◆ WRITTEN EXERCISE: Copy out every one of the lines below word for word, with no changes.

◆ TASK INPUT:
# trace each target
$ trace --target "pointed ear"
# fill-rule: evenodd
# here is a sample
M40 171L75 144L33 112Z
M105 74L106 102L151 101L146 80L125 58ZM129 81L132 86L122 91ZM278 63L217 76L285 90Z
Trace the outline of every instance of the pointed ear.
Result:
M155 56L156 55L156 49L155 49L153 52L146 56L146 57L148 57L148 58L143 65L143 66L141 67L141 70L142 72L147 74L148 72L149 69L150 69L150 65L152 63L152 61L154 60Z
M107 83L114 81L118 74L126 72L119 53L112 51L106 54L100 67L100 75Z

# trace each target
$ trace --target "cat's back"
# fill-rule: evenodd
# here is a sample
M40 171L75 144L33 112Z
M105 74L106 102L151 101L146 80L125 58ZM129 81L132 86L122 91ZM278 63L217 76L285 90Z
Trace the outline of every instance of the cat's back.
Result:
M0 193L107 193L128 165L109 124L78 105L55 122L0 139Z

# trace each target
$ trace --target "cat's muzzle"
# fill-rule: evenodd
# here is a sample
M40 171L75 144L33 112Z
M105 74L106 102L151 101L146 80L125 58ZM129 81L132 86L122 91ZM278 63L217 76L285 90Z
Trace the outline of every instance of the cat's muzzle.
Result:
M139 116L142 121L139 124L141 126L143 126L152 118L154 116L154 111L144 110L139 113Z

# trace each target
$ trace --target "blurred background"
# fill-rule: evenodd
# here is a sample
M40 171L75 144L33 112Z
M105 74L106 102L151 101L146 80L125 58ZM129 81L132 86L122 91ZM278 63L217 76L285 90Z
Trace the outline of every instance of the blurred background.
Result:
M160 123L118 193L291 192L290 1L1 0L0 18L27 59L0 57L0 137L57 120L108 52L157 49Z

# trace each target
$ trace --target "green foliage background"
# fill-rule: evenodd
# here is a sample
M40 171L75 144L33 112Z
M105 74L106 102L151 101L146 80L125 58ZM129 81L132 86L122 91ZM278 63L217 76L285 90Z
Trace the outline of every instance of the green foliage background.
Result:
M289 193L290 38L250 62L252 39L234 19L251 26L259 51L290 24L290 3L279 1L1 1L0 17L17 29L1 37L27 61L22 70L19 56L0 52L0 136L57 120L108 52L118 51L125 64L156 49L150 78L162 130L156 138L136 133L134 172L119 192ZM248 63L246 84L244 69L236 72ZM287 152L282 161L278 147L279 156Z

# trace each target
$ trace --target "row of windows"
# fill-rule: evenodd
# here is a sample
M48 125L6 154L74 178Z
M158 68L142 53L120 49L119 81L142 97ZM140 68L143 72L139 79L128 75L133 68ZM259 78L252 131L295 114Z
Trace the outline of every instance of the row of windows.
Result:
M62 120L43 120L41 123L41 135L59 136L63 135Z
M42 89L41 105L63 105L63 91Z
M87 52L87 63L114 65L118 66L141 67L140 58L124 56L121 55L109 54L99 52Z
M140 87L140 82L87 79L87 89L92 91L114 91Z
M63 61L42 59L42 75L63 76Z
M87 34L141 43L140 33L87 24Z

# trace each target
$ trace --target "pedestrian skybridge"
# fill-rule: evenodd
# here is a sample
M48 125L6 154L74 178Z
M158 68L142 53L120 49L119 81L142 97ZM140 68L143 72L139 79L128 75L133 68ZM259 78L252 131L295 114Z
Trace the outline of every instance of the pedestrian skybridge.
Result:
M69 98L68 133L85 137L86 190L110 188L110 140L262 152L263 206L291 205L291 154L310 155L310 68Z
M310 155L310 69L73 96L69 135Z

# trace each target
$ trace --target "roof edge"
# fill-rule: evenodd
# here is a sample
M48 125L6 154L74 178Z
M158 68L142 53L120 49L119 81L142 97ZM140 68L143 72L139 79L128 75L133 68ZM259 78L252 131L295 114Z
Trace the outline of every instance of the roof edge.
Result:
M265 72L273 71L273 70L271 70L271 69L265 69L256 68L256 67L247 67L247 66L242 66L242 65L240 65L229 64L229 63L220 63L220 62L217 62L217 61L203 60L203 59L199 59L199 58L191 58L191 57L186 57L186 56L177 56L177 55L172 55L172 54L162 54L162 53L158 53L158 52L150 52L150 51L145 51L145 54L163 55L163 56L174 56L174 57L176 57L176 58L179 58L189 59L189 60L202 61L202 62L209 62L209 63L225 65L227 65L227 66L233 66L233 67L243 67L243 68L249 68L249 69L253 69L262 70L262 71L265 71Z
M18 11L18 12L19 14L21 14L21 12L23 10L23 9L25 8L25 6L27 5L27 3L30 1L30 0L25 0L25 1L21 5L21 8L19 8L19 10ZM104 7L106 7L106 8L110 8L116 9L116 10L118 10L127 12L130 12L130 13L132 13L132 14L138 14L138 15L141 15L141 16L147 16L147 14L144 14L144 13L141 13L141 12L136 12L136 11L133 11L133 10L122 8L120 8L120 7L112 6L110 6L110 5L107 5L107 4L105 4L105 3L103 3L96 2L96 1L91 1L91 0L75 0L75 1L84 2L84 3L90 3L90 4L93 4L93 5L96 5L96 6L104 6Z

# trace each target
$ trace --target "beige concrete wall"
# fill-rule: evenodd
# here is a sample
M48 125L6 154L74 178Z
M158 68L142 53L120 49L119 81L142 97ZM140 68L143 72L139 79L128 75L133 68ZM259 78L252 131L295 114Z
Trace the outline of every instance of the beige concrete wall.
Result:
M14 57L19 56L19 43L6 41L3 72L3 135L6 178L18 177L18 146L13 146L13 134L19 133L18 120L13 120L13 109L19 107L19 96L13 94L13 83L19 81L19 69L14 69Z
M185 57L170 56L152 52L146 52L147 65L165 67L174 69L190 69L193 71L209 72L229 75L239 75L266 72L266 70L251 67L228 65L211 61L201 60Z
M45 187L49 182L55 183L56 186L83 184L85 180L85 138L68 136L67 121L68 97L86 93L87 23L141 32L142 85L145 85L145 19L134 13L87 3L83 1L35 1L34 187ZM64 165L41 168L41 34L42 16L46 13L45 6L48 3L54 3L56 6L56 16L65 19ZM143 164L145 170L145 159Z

◆ RESPONSE TO THE TASK:
# trace each target
$ trace --target "pointed ear"
# fill-rule: evenodd
# here is a sample
M40 171L75 144L33 112Z
M105 74L106 102L151 101L146 80L125 58ZM129 81L132 86L122 91ZM278 63L217 76L285 90Z
Trace the outline of every instance of the pointed ear.
Result:
M155 56L156 55L156 49L155 49L153 52L146 56L146 57L148 57L148 58L143 65L143 66L141 67L141 70L142 72L147 74L148 72L149 69L150 69L150 65L152 63L152 61L154 60Z
M107 83L114 81L118 74L126 72L119 53L112 51L106 54L100 67L100 75Z

# trace each target
$ trace --target "cat's back"
# fill-rule: evenodd
# here is a sample
M40 171L75 144L33 112Z
M105 74L106 102L151 101L146 80L125 58ZM129 81L132 86L122 91ZM278 63L217 76L285 90Z
Trace the outline of every instance of the cat's back.
Result:
M0 193L107 193L128 165L109 124L78 105L55 122L0 139Z

# trace each target
$ trace --target "cat's muzzle"
# fill-rule: evenodd
# here is a sample
M40 171L75 144L33 112Z
M105 74L106 102L151 101L146 80L125 58ZM129 81L132 86L122 91ZM278 63L217 76L285 90Z
Trace the outline of every instance of the cat's muzzle.
Result:
M139 116L142 121L139 124L141 126L143 126L152 118L154 116L154 111L144 110L139 113Z

# trace each target
$ trace --target "blurred background"
# fill-rule: evenodd
# here is a sample
M40 171L75 144L33 112Z
M105 74L106 102L151 101L146 80L125 58ZM129 81L132 86L122 91ZM278 63L217 76L285 90Z
Trace the outline of every instance of the blurred background.
Result:
M160 123L118 193L291 192L290 1L1 0L0 18L27 59L0 57L0 137L57 120L108 52L157 49Z

# trace each target
$ trace --target "green foliage background"
# fill-rule: evenodd
# here is a sample
M40 171L75 144L33 112Z
M105 74L106 102L151 101L146 80L125 58ZM129 81L132 86L122 91ZM278 63L217 76L285 90Z
Trace the outline of every instance of the green foliage background.
Result:
M289 193L290 38L250 62L252 39L234 19L251 26L259 51L290 24L290 3L279 1L1 1L0 17L17 29L1 37L27 61L22 70L19 56L0 52L0 136L57 120L108 52L118 51L125 64L156 49L150 78L162 130L156 138L136 133L134 172L119 192ZM248 63L246 84L244 69L236 72ZM287 152L282 161L278 147L279 156Z

# trace each target
$ trace --target "row of windows"
# fill-rule: evenodd
# here is a sample
M48 125L6 154L74 178Z
M158 68L142 53L120 49L119 81L142 97ZM140 68L143 72L139 79L128 75L133 68ZM259 78L252 131L295 114Z
Trace the outline of every instance of the row of windows.
Result:
M62 120L43 120L41 123L41 135L59 136L63 135Z
M42 89L41 105L63 105L63 91Z
M87 52L87 63L114 65L118 66L141 67L140 58L124 56L121 55L109 54L99 52Z
M140 87L140 82L87 79L87 89L92 91L114 91Z
M63 61L42 59L42 75L63 76Z
M87 34L141 43L140 33L87 24Z

# trace each target
$ trace --target "pedestrian skybridge"
# fill-rule: evenodd
# here is a sample
M48 125L6 154L74 178Z
M158 68L142 53L120 49L119 81L142 97ZM140 68L143 72L139 79L128 75L133 68ZM259 78L252 131L295 114Z
Trace the outline of every instance of the pedestrian skybridge.
Result:
M69 98L68 133L85 137L86 190L110 188L110 140L262 152L263 206L291 205L291 154L310 155L310 68Z
M310 155L310 69L73 96L69 135Z

# trace each target
$ trace --target "roof edge"
# fill-rule: evenodd
# here is a sample
M48 125L6 154L74 178Z
M158 68L142 53L120 49L119 81L142 97ZM140 68L143 72L139 79L128 75L133 68ZM259 78L252 131L295 114Z
Trace the outline of every instance of the roof edge.
Result:
M265 72L273 71L273 70L271 70L271 69L265 69L256 68L256 67L247 67L247 66L242 66L242 65L240 65L229 64L229 63L220 63L220 62L217 62L217 61L203 60L203 59L199 59L199 58L191 58L191 57L186 57L186 56L177 56L177 55L172 55L172 54L162 54L162 53L158 53L158 52L150 52L150 51L145 51L145 54L163 55L163 56L174 56L174 57L176 57L176 58L179 58L189 59L189 60L202 61L202 62L209 62L209 63L225 65L227 65L227 66L233 66L233 67L243 67L243 68L249 68L249 69L253 69L262 70L262 71L265 71Z
M18 11L18 12L19 14L21 14L21 12L23 10L23 9L25 8L25 6L27 5L27 3L30 1L30 0L25 0L25 1L21 5L21 8L19 8L19 10ZM104 7L106 7L106 8L110 8L116 9L116 10L118 10L127 12L130 12L130 13L132 13L132 14L138 14L138 15L141 15L141 16L147 16L147 14L144 14L144 13L141 13L141 12L136 12L136 11L133 11L133 10L122 8L120 8L120 7L112 6L110 6L110 5L107 5L107 4L105 4L105 3L103 3L96 2L96 1L91 1L91 0L75 0L75 1L84 2L84 3L90 3L90 4L93 4L93 5L96 5L96 6L104 6Z

# trace each target
$ trace --target "beige concrete wall"
# fill-rule: evenodd
# here is a sample
M48 125L6 154L74 178Z
M158 68L142 53L120 49L119 81L142 97ZM140 68L143 72L139 79L128 75L133 68ZM259 78L252 131L295 114Z
Trace the outline of every instance of the beige concrete wall.
Result:
M14 57L19 56L19 43L6 41L3 72L3 135L6 178L18 177L18 146L13 146L13 134L19 133L18 120L13 120L13 109L19 107L19 96L13 94L13 83L19 81L19 69L14 69Z
M185 57L170 56L152 52L146 52L147 65L165 67L174 69L190 69L193 71L209 72L229 75L239 75L266 72L266 70L251 67L228 65L211 61L201 60Z
M45 187L49 182L55 183L56 186L83 184L85 180L85 138L68 136L67 121L68 97L86 93L87 23L141 32L142 85L145 85L145 19L134 13L87 3L83 1L35 1L34 187ZM64 165L41 168L41 34L42 16L46 13L45 6L48 3L54 3L56 6L56 16L65 19ZM143 164L145 170L145 159Z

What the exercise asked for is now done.